◆ TASK DETAILS: Duplicate the records below verbatim, from their first line through the line that contains "234,140 -> 284,190", both ends included. Leave the pictures out of your copy.

___

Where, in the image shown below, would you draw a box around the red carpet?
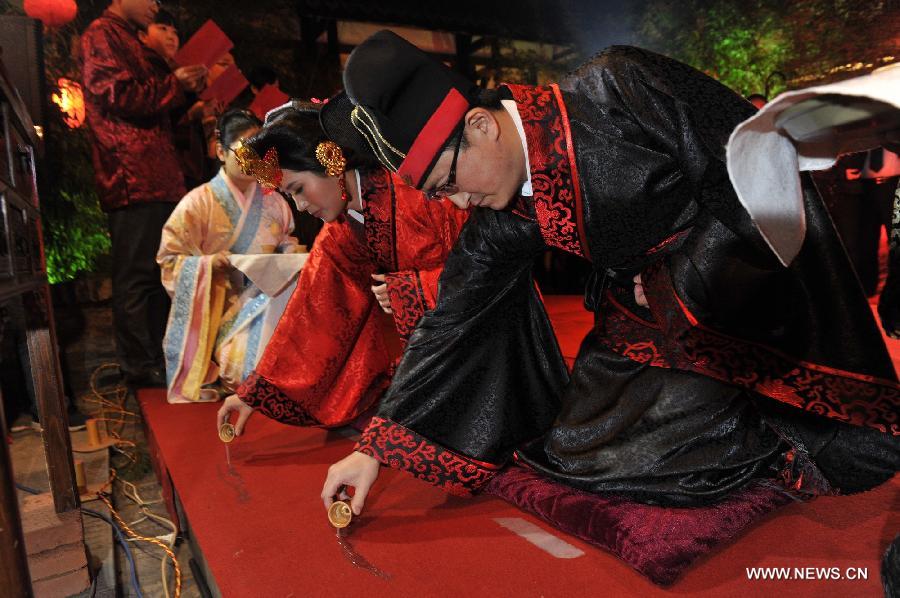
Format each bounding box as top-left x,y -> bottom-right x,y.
139,297 -> 900,598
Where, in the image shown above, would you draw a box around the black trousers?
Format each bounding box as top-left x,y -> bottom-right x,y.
109,202 -> 175,379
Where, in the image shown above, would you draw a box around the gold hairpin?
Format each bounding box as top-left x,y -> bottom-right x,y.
316,141 -> 350,202
316,141 -> 347,177
234,140 -> 284,190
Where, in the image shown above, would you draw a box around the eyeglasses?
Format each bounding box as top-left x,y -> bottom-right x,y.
425,125 -> 466,200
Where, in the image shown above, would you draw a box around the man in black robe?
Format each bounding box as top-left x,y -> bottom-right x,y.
322,32 -> 900,513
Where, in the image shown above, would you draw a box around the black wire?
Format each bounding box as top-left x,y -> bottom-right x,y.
81,507 -> 144,598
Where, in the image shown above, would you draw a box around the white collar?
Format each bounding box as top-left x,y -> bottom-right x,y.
500,100 -> 534,197
347,169 -> 366,224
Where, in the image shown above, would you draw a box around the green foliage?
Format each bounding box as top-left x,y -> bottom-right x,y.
43,190 -> 110,284
639,0 -> 792,96
40,25 -> 111,284
637,0 -> 887,98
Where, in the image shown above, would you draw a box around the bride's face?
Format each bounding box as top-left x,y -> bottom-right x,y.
281,169 -> 347,222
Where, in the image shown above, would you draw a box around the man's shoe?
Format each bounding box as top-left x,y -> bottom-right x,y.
68,409 -> 88,432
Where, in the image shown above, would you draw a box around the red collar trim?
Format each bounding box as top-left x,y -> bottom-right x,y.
506,84 -> 591,259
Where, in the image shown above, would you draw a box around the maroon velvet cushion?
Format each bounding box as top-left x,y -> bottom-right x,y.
484,467 -> 797,586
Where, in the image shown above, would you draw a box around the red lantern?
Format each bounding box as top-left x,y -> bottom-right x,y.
50,79 -> 84,129
25,0 -> 78,27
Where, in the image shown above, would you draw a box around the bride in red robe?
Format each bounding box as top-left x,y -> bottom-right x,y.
217,96 -> 468,435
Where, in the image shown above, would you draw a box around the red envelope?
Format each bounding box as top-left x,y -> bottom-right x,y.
200,64 -> 250,106
250,83 -> 291,120
175,19 -> 234,68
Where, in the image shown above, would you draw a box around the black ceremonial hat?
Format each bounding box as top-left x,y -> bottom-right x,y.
344,30 -> 479,187
319,91 -> 378,167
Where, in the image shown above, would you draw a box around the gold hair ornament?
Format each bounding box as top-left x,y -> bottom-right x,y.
316,141 -> 350,201
234,140 -> 284,193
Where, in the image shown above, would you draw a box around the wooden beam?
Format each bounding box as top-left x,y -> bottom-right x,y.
22,285 -> 81,513
0,386 -> 32,598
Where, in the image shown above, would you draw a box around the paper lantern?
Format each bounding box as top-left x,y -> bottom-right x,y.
25,0 -> 78,27
50,79 -> 84,129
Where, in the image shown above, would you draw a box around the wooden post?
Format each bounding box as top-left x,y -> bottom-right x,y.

___

◆ RESPONSE:
Where, in the image shown below, would you draw a box around the red carpet?
Format each bounding box as top-left x,y -> bottom-right x,y.
139,297 -> 900,598
Where, in the image shown above, would you draw a box around the black trousers?
Format each bounding box as top-left x,y -> bottom-right x,y.
109,202 -> 175,379
Where, in the image shown above, would you draw a box around the gold hairpin?
Format each bounding box as top-left x,y -> bottom-right x,y.
316,141 -> 350,202
316,141 -> 347,177
234,140 -> 284,190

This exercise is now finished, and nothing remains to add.